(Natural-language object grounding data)
————————

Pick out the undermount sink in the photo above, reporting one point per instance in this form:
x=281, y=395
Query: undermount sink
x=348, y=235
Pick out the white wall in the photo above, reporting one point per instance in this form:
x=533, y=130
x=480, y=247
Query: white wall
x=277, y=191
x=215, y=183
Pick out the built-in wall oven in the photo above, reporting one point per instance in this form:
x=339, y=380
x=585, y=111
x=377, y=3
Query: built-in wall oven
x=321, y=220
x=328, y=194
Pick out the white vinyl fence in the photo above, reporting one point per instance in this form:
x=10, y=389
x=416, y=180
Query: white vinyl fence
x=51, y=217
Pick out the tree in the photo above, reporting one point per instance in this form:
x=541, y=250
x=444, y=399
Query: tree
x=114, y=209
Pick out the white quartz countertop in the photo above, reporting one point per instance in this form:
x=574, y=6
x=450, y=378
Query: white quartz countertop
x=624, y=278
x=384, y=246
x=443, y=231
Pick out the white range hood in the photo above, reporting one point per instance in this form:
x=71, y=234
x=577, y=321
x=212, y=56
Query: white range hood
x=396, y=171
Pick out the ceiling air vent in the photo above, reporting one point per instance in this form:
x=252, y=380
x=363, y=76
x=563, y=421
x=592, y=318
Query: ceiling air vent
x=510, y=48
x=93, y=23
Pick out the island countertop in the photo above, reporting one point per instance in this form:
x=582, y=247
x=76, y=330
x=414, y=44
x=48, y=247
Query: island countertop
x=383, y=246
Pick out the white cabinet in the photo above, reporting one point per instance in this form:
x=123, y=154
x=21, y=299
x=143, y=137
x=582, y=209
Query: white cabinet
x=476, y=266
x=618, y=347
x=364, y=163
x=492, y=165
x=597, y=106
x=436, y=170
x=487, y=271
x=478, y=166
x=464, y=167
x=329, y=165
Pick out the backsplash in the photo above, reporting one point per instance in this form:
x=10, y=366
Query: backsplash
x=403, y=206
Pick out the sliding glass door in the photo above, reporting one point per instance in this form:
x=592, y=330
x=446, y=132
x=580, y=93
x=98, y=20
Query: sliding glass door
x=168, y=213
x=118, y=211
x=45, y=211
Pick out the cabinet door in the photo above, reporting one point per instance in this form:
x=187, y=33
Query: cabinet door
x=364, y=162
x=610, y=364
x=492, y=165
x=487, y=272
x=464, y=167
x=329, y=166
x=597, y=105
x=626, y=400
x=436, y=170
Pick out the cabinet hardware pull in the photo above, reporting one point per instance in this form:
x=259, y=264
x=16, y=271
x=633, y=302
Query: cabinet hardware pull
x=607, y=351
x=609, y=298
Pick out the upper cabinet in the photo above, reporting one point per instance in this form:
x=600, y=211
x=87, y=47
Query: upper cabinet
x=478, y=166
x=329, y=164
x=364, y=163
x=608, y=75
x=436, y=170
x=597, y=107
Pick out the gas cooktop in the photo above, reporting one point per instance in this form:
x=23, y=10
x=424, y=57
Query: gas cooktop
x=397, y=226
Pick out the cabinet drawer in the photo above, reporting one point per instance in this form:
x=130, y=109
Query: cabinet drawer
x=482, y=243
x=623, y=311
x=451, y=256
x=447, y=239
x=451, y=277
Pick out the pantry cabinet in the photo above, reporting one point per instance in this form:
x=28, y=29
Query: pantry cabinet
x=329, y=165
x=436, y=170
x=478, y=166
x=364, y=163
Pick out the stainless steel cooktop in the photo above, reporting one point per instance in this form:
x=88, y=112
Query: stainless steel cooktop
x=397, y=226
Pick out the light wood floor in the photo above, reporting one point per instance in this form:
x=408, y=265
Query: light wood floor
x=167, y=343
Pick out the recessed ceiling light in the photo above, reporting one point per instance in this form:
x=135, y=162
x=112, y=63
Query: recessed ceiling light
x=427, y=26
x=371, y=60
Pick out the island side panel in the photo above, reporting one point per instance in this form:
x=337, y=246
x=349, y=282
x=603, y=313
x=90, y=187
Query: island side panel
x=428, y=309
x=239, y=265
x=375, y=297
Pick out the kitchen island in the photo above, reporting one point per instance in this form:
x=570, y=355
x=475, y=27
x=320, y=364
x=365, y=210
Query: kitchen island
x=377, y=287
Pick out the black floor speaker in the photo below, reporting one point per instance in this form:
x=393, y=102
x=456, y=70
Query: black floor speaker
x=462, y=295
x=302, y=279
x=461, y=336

————————

• [Exercise description]: Restate the data in full so that no line differs from the original.

• [Problem solution]:
Pick out the undermount sink in the photo above, reporting one point per instance in this form:
x=281, y=395
Query: undermount sink
x=348, y=235
Pick out the white wall in the photo above, reporting one point per instance in this form:
x=533, y=130
x=480, y=247
Query: white wall
x=277, y=191
x=215, y=183
Pick out the built-in wall oven in the photo above, reporting one point per instance in this form:
x=339, y=380
x=585, y=111
x=377, y=3
Query: built-in wall oven
x=321, y=220
x=328, y=194
Pick out the white vinyl fence in the photo above, reporting one point per instance in this form:
x=10, y=389
x=416, y=180
Query: white vinyl fence
x=51, y=217
Pick out the tree in the photo above, reporting one point per instance in this form:
x=541, y=250
x=444, y=399
Query: tree
x=114, y=209
Pick out the white quartz countertop in the photo above, reporting one point per instance in this form:
x=574, y=6
x=450, y=378
Query: white quartz countertop
x=624, y=278
x=384, y=246
x=443, y=231
Pick out the white range hood in the photo above, reporting one point per instance in this form:
x=71, y=234
x=577, y=321
x=212, y=56
Query: white range hood
x=396, y=171
Pick out the ceiling air vent in the photo above, reporting one point per instance in this form:
x=252, y=380
x=363, y=76
x=563, y=421
x=592, y=318
Query: ceiling air vent
x=510, y=48
x=93, y=23
Pick out the island countertop in the photo above, reporting one point per instance in this form:
x=582, y=247
x=76, y=330
x=414, y=44
x=48, y=247
Query: island countertop
x=383, y=246
Pick out the white cabinet in the photo above, reporting one point per instance in this form:
x=123, y=154
x=21, y=299
x=143, y=137
x=582, y=209
Query: white cabinet
x=476, y=266
x=618, y=347
x=364, y=163
x=492, y=165
x=597, y=106
x=436, y=170
x=487, y=271
x=478, y=166
x=464, y=167
x=329, y=165
Pick out the backsplash in the photo above, reporting one point per instance in this form:
x=10, y=366
Query: backsplash
x=403, y=206
Pick out the sliding glass door in the photo above, reporting one point per instance in this form:
x=592, y=330
x=446, y=132
x=580, y=93
x=98, y=20
Query: sliding glass door
x=168, y=213
x=118, y=211
x=45, y=211
Pick out the cabinet door in the photo above, reporting one point per instance in this form:
x=187, y=33
Query: cabinet door
x=364, y=162
x=610, y=364
x=492, y=165
x=487, y=272
x=464, y=167
x=329, y=166
x=597, y=105
x=626, y=400
x=436, y=170
Pick out the cabinet hardware pull in the photo above, reporting one point per instance in this form:
x=259, y=264
x=16, y=271
x=633, y=302
Query: cabinet hardware pull
x=607, y=351
x=609, y=298
Pick out the upper cabinet in the photo above, reporting one point per instance in this form:
x=600, y=211
x=87, y=47
Query: upper cabinet
x=478, y=166
x=329, y=164
x=364, y=163
x=608, y=75
x=436, y=170
x=597, y=107
Pick out the gas cooktop in the photo above, reporting one point per instance in this form:
x=23, y=10
x=424, y=57
Query: gas cooktop
x=397, y=226
Pick out the cabinet drawer in the photo above, reporting one point per instance in this form:
x=130, y=109
Query: cabinet drawer
x=482, y=243
x=623, y=311
x=451, y=256
x=447, y=239
x=451, y=277
Pick out the pantry cabinet in the photo above, reporting one point per instance in this form:
x=28, y=29
Query: pantry cabinet
x=329, y=165
x=436, y=170
x=478, y=166
x=364, y=163
Pick out the stainless steel cooktop in the photo above, reporting one point per instance in this form:
x=88, y=112
Query: stainless steel cooktop
x=397, y=226
Pick out the light wood floor in the photo above, reporting one point per instance in this form:
x=408, y=265
Query: light wood floor
x=167, y=343
Pick out the recessed ceiling light in the photo above, reporting one point per instance in this form:
x=135, y=162
x=112, y=63
Query: recessed ceiling light
x=427, y=26
x=371, y=60
Pick out the island side panel in the photo above, reporting one point per instance in this form:
x=337, y=246
x=349, y=282
x=603, y=313
x=90, y=187
Query: island side panel
x=428, y=309
x=239, y=265
x=375, y=297
Pick out the kitchen island in the photo above, reporting one point per instance in this form:
x=570, y=355
x=475, y=27
x=320, y=364
x=365, y=210
Query: kitchen island
x=377, y=287
Pick out the black floor speaker in the photo below, reporting one point per instance in this form:
x=393, y=102
x=456, y=70
Query: black floor speaker
x=462, y=295
x=302, y=279
x=461, y=336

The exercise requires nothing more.